▶ **Instructions for the task**
Exactly as they appear, output all of the records. Skip any images.

[Location identification entries]
:::::

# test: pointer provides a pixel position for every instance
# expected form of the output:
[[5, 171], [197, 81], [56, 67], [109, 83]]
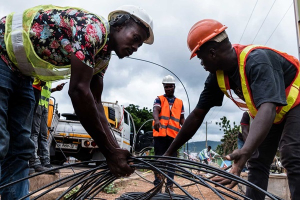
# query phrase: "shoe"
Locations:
[[49, 166], [39, 168], [31, 171], [169, 189]]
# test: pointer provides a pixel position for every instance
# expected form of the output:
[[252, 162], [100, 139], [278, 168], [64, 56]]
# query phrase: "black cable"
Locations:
[[93, 181]]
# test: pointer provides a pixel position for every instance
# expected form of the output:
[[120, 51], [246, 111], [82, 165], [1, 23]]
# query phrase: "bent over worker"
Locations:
[[267, 82], [168, 115], [205, 154], [53, 43]]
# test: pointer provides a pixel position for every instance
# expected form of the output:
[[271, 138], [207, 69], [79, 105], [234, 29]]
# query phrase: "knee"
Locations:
[[289, 156]]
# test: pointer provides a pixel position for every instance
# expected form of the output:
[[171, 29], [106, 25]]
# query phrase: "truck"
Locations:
[[68, 138]]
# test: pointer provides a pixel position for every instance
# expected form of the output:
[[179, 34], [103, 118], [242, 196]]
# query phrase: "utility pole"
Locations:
[[206, 132]]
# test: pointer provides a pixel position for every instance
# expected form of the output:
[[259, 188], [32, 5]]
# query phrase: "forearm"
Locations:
[[260, 127], [189, 128], [90, 118]]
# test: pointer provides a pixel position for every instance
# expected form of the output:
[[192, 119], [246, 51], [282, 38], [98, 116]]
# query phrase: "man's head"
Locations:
[[130, 26], [208, 41], [169, 85]]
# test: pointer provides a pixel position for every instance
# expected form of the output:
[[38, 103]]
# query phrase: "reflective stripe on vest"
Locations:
[[21, 51], [45, 95], [292, 91], [169, 120]]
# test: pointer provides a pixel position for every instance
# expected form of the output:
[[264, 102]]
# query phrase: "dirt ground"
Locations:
[[139, 185]]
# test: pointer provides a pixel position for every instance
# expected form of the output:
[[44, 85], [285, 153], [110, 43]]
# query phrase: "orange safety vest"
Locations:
[[169, 120], [292, 91]]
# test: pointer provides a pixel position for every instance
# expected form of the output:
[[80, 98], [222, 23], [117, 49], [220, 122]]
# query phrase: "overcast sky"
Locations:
[[134, 82]]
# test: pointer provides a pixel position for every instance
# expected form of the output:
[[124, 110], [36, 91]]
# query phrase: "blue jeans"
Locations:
[[39, 133], [16, 147]]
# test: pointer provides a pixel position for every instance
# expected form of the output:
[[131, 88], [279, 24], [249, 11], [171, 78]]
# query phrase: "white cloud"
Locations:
[[128, 81]]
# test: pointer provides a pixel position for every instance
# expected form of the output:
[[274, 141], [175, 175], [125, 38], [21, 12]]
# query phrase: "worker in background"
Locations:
[[267, 82], [54, 43], [206, 153], [39, 131], [244, 130], [168, 115]]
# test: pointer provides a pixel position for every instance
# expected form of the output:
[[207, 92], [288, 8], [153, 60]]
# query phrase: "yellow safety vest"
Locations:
[[21, 51], [292, 91], [45, 94]]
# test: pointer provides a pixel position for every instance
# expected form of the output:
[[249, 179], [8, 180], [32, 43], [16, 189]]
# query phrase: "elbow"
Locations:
[[77, 91]]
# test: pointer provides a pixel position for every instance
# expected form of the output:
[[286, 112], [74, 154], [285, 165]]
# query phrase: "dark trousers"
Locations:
[[287, 136], [161, 144]]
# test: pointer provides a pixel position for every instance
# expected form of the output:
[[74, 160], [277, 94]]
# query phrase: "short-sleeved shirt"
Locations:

:::::

▶ **Correct output**
# test: pointer provides a pixel position for every instance
# expected form of the output:
[[5, 171], [197, 81], [56, 67], [109, 83]]
# query phrase: "shoe"
Locations:
[[49, 166], [39, 168], [31, 171], [169, 189]]
# test: pointer provides a pixel position for every instance
# expected form of the output:
[[252, 162], [100, 139], [278, 168], [64, 56]]
# query phrase: "black cable"
Locations:
[[93, 181]]
# test: pointer provides a pixel position for every instance
# expected form of the output:
[[120, 51], [246, 111], [82, 165], [1, 23]]
# query phrase: "bent over worker"
Locations:
[[267, 82], [168, 115], [205, 154], [53, 43]]
# test: pointer provides a pixel position for every instance
# expected form of the output:
[[271, 138], [207, 69], [79, 105], [234, 29]]
# query phrase: "knee"
Locations:
[[289, 156]]
# test: pointer provides a pixel position for every instance
# expected form of the output:
[[171, 29], [106, 25]]
# query phrase: "truck"
Locations:
[[68, 138]]
# test: pointer provides a pixel position for every instance
# expected form of the output:
[[179, 34], [103, 118], [242, 196]]
# query phrase: "utility pole"
Locations:
[[206, 132]]
# test: pointer provides a pixel position for every instance
# expected form of the output:
[[259, 188], [32, 5]]
# query phrase: "forearm"
Locations:
[[260, 127], [189, 128], [90, 118]]
# test: pointer provides a pixel position for every instance
# expected form of the output:
[[192, 119], [246, 51], [282, 38], [98, 116]]
# query phrase: "man's head"
Locations:
[[130, 26], [208, 41], [169, 85]]
# test: pointer provides a pixel position for every instance
# expected form of the output:
[[38, 103]]
# query phrase: "reflective stripe on vest"
Locations:
[[21, 51], [45, 95], [292, 91], [169, 120]]
# test: pointer provides a pixel position for every instance
# expected form of the output:
[[264, 102]]
# query phrase: "dirt ground"
Locations:
[[139, 185]]
# test: pointer provides a pixel position for every instance
# expected form of the output:
[[44, 85], [285, 153], [110, 43]]
# query phrase: "orange safety vest"
Locations:
[[169, 120], [292, 91]]
# test: pointer provides a pixel position for every instance
# expected form of the output:
[[80, 98], [222, 23], [117, 49], [220, 122]]
# query phrase: "overcast sky"
Locations:
[[134, 82]]
# test: pointer provides a pixel position for every instance
# expected form of the output:
[[124, 110], [36, 91]]
# query phrase: "blue jeans"
Locations:
[[39, 133], [16, 147]]
# test: pointer provides a pixel position for every instance
# expected form of the output:
[[131, 88], [279, 24], [249, 11], [171, 78]]
# query phrase: "white cloud"
Locations:
[[128, 81]]
# test: pointer provides a pixel position for every instance
# expected form of the output:
[[274, 141], [175, 175], [125, 38], [21, 12]]
# query phrase: "worker in background"
Locations:
[[267, 82], [54, 43], [206, 153], [39, 131], [244, 130], [168, 115]]
# test: pointer provides a pixel position for every instance
# expected form of the output:
[[207, 92], [288, 8], [153, 60]]
# query phrase: "yellow safety vest"
Locations:
[[21, 51], [292, 91], [45, 94]]
# test: pointer provides a pixel position for every instance
# expected form of the output:
[[249, 179], [8, 180], [32, 43], [16, 189]]
# query phrase: "elbow"
Locations:
[[77, 91]]
# test: pointer provides a pixel position for every instance
# expected form of the output:
[[286, 112], [74, 154], [285, 165]]
# query phrase: "dark trousers"
Locations:
[[287, 136], [161, 144]]
# test: pointer provides a pixel position for every instance
# expected form of the output:
[[74, 160], [277, 94]]
# query phrase: "short-sleeved shirt"
Locations:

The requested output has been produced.